- _What is expected_
Return every line from the one with "Identify each chair" through the one with "Identify each wooden coffee", inclusive, exactly as it appears below.

- _Stored data entries_
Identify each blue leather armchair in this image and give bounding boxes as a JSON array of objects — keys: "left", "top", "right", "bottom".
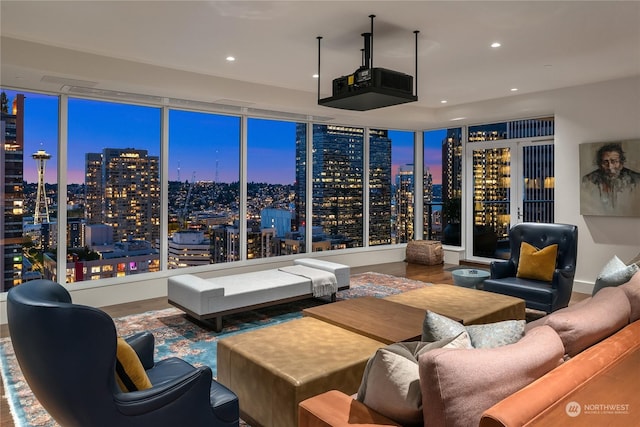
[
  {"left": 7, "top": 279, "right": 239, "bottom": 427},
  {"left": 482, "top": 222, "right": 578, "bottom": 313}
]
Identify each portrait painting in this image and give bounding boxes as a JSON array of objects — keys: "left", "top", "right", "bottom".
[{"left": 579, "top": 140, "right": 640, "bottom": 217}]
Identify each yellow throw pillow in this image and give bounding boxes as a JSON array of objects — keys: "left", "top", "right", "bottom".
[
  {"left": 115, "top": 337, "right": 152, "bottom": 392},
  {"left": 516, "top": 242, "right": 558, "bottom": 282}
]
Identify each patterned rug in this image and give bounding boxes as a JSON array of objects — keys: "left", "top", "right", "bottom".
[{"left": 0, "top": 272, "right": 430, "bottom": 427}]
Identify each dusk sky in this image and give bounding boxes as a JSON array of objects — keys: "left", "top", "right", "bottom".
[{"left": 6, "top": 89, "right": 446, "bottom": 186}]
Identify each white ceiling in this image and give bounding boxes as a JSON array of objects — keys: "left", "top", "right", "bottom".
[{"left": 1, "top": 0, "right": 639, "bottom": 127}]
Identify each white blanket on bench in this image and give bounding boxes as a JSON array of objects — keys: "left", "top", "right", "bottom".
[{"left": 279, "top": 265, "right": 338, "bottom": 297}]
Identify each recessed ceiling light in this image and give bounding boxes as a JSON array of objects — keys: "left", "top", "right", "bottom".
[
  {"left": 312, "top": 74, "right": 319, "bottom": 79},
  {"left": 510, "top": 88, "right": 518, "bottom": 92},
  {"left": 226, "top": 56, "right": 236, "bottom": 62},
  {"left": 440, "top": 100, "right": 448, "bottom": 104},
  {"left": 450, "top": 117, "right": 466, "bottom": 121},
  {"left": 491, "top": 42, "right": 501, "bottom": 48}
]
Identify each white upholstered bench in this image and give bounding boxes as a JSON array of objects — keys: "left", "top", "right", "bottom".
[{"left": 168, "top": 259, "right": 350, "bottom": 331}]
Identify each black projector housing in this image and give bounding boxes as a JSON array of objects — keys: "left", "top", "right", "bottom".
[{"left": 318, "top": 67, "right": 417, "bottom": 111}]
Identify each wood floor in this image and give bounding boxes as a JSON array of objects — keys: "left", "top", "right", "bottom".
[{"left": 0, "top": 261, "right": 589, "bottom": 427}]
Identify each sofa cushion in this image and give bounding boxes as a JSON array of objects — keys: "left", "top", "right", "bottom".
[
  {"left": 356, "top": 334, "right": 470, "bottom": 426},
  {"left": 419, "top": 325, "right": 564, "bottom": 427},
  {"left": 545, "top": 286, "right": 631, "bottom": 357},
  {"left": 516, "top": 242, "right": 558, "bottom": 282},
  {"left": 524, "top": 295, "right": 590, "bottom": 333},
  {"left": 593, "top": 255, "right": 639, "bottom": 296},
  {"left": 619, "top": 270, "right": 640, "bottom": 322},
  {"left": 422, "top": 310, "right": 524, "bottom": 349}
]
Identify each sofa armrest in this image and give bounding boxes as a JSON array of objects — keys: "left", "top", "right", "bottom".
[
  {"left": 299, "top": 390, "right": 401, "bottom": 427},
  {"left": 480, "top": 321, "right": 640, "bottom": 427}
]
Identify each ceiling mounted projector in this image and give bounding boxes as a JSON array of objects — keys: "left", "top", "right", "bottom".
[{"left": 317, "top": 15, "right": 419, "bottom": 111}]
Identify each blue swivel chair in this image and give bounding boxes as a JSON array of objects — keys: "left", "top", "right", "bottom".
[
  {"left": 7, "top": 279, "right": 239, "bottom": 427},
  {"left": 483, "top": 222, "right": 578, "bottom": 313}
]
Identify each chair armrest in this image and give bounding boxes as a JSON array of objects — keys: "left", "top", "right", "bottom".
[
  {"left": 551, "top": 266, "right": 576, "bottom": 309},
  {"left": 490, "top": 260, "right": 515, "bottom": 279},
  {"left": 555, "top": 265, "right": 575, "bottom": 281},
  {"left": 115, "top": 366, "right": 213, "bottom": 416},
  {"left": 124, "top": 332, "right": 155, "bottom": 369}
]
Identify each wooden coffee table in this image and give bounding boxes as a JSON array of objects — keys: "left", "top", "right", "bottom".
* * *
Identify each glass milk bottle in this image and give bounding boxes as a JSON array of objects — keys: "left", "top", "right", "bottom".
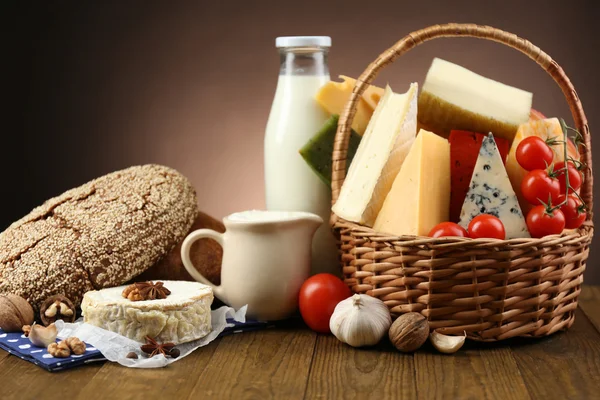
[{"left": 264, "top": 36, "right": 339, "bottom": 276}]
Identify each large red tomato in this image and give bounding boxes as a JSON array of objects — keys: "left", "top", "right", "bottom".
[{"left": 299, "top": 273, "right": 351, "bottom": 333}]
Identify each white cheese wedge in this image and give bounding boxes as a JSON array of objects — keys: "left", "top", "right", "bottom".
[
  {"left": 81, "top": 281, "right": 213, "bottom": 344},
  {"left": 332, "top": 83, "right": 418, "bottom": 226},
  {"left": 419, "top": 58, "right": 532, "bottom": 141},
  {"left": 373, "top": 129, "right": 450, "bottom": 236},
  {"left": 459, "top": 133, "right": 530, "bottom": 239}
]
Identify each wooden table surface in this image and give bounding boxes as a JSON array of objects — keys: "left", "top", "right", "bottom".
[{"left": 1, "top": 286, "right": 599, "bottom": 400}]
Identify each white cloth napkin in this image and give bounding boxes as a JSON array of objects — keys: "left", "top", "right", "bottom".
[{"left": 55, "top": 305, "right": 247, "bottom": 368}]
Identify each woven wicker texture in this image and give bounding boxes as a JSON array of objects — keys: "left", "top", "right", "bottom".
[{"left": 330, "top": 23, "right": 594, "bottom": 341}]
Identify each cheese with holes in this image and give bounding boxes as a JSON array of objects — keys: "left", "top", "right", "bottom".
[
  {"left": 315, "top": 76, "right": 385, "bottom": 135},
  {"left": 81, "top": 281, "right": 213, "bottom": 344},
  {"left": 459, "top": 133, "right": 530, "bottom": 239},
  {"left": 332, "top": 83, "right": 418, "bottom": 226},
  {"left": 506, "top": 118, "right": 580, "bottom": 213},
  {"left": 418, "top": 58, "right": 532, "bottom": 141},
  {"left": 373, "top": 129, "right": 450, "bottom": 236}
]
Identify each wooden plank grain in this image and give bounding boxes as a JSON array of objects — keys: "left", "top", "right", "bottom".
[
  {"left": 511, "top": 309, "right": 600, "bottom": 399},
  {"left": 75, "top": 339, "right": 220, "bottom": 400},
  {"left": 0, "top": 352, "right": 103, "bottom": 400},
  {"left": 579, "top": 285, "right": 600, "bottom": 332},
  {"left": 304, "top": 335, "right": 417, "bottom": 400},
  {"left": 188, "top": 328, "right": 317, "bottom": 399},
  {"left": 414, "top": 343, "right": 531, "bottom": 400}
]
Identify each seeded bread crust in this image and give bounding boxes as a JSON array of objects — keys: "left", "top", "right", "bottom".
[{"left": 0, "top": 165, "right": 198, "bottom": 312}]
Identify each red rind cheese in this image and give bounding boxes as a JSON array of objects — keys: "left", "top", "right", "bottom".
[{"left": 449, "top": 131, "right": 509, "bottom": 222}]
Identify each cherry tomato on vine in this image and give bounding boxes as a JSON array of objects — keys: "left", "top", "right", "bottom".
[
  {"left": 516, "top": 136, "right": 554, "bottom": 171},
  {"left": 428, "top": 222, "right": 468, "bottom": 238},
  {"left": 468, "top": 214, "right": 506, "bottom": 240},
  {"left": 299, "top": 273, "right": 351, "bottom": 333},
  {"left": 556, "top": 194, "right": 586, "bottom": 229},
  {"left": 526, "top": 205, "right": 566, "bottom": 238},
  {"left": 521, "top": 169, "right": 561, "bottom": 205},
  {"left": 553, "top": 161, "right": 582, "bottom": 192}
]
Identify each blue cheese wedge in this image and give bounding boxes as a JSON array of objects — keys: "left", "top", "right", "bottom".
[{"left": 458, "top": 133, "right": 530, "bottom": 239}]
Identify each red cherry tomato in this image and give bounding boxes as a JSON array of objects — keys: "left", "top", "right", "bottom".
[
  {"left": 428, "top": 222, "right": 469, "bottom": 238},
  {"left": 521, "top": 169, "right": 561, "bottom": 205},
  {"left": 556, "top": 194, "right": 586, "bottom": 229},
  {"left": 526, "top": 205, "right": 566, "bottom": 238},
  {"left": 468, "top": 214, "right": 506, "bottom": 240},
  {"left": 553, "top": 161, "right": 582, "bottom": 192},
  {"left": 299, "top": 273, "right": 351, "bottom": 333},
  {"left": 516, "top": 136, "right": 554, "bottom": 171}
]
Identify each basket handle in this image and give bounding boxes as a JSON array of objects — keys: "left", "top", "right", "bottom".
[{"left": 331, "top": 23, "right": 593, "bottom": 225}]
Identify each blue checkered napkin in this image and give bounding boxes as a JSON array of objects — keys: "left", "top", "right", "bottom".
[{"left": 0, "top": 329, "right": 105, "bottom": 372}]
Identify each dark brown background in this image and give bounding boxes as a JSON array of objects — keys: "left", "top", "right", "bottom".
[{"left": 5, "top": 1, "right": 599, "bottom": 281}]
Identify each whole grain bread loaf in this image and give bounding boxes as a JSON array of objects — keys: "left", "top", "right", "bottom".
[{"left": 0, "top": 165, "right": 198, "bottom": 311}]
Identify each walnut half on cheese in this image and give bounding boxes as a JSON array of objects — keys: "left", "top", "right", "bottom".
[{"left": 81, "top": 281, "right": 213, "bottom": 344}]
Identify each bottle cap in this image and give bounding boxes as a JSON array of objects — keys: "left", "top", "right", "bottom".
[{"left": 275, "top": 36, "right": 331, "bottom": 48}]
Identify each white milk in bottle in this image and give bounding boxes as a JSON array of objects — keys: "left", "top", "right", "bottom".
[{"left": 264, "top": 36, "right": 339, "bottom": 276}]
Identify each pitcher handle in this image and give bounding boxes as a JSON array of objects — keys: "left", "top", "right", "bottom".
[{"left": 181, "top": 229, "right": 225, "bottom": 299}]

- _Task response_
Identify each chair armrest in this image and give bounding boxes as a JSON array of objects — keys: "left", "top", "right", "bottom".
[
  {"left": 551, "top": 266, "right": 576, "bottom": 309},
  {"left": 490, "top": 260, "right": 515, "bottom": 279},
  {"left": 555, "top": 265, "right": 575, "bottom": 281},
  {"left": 115, "top": 366, "right": 213, "bottom": 416},
  {"left": 124, "top": 332, "right": 155, "bottom": 369}
]
Identify each wooden coffee table in this image and give bounding boxes as a JSON array of objects — keys: "left", "top", "right", "bottom".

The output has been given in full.